» **Requirement**: Edit the lines below by changing every "photo" to "image" and keeping everything else the same. Leave the pictures out of your answer.

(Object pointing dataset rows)
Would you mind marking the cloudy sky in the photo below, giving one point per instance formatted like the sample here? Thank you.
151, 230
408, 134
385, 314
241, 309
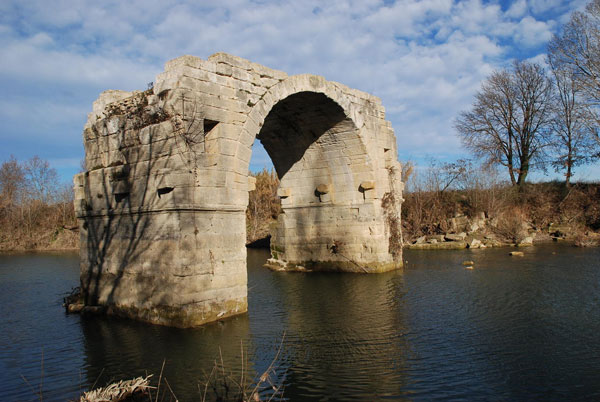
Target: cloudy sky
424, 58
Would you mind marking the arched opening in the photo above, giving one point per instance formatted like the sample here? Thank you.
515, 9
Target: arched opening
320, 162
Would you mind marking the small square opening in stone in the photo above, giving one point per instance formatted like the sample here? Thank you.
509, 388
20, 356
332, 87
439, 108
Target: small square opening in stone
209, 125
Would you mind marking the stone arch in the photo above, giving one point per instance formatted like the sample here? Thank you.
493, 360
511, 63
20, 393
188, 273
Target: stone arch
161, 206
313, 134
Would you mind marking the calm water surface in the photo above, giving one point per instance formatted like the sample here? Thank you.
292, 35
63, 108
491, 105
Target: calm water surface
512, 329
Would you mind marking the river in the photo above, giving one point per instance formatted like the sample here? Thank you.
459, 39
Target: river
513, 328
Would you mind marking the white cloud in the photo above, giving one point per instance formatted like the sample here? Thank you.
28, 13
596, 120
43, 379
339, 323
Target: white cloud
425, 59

» **Exercise answer**:
Would you mind marking the cloudy sky in the image below, giving one point per instance formatted like the sample here? Thank you.
151, 230
408, 134
385, 314
241, 309
Target: cloudy sky
424, 58
Would you mind marking the arched opening in the image above, giving one point per instance formatted like the sample here? Thank you.
515, 9
Target: arched opening
320, 162
Would you mind marking the small square opening in stone in the image above, giving one point per instance formatted like the sample here? Thank you.
509, 388
20, 356
332, 87
439, 108
Target: small square opening in stone
209, 125
Would you mind marking the stone arch in the image above, giving one point per instance formatted like the sample here? Thank you.
493, 360
511, 63
20, 393
188, 273
Target: stone arch
161, 206
313, 134
Would you mind marking the calm water surface in the image above, giving one point per instance formatted like the sample here? Thank you.
292, 35
63, 108
491, 105
Target: calm water surface
512, 329
Would you mind marking the river in the image above, giving one point per instance formatted like the sample here? Thank you.
459, 39
Target: river
513, 328
Would you mind marking the white cloud in the image above, giving one point per instance formatted like the sample here? Thank you.
28, 13
596, 120
43, 379
339, 323
Target: white cloud
425, 59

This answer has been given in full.